▶ TASK DESCRIPTION:
Reproduce exactly, and only, the lines below from the one containing "Question. Point out each instance of the concrete block" through the one containing "Question. Point out each instance of the electrical".

▶ INPUT DATA:
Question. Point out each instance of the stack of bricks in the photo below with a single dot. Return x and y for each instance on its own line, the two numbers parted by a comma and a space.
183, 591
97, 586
* * *
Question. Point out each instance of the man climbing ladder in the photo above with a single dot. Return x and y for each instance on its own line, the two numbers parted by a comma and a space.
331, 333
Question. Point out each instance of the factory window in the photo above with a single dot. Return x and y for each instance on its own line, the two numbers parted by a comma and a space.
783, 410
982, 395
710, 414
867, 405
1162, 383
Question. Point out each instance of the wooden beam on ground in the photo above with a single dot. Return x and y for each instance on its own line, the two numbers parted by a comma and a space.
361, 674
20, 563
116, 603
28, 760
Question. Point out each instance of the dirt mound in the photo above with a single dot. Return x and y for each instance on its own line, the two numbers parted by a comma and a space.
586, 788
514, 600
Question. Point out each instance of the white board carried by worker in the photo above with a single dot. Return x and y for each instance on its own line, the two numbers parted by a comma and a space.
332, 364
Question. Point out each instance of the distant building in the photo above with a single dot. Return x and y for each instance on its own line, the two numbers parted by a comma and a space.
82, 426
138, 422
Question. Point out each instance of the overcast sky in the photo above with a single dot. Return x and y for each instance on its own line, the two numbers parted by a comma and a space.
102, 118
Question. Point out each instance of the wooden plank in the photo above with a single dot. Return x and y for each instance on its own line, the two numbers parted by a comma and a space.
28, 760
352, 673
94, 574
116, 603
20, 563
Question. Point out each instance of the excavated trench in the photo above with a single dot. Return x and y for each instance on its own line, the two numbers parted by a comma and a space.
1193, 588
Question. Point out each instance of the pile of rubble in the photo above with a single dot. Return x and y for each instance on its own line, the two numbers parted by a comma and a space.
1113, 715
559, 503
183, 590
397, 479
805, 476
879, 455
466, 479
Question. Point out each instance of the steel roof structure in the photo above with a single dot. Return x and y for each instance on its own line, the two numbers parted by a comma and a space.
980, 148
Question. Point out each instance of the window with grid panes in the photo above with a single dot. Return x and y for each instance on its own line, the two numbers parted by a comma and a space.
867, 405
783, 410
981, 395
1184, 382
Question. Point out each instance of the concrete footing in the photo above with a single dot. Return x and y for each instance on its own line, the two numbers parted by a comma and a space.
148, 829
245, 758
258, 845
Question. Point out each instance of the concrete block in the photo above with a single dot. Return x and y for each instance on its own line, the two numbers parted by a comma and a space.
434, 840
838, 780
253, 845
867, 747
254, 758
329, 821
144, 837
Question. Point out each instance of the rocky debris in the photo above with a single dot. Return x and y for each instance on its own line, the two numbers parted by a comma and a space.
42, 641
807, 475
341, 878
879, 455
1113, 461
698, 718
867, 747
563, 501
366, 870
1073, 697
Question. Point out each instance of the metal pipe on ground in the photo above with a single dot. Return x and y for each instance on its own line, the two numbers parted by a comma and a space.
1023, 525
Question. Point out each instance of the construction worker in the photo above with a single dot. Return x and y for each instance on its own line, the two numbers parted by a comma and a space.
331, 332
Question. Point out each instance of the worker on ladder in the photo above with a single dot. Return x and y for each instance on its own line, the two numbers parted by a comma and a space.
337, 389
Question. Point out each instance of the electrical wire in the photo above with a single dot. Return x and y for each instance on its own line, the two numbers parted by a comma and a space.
* * *
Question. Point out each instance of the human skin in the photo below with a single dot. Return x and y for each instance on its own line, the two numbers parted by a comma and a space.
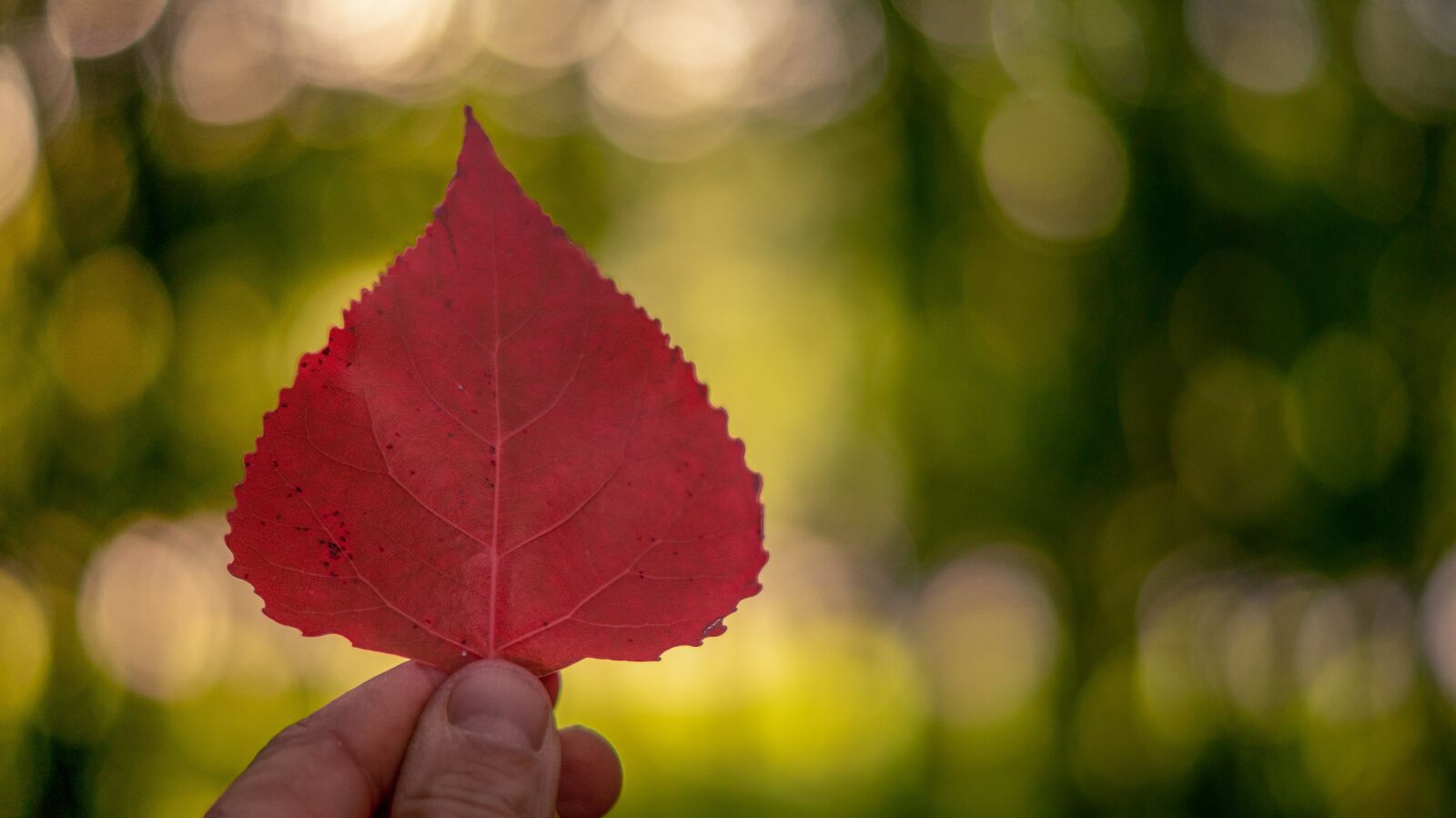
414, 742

▶ ANSWER BOX:
Question. Point out each instance of the concrete block in the photo above with a single dot. Return x and y for each instance on its own line, the two numbers parted by a comma and a space.
434, 840
838, 780
253, 845
867, 747
254, 758
329, 821
144, 837
Question. Point out each instance of the rocky debris in the photo above with a single dot. Return x and y for each instance on its own line, the two numbers parted by a comma and a space.
42, 641
807, 475
341, 878
879, 455
1113, 461
698, 718
867, 747
563, 501
366, 870
1073, 697
Question. Point out each instance of the metal pipe on ground in the photo above with a single dot. Return x and y for each instance on its own line, the two numbers parted by a comma and a space.
1023, 525
Question. Point out each instance of the construction worker in the photo above with a single dot. Return x and y for each instance on its own line, the two numbers parted by a comma and a space.
331, 332
Question. Point out each instance of the worker on ladder in the photo above with a single dot. Return x and y for each instance on its own line, the two numbers parted by a comma and a space.
337, 389
Question. Point out each instance of the electrical wire in the photo above with a single dot. Return x and y for each instance on its own line, the two numbers parted by a comma and a space.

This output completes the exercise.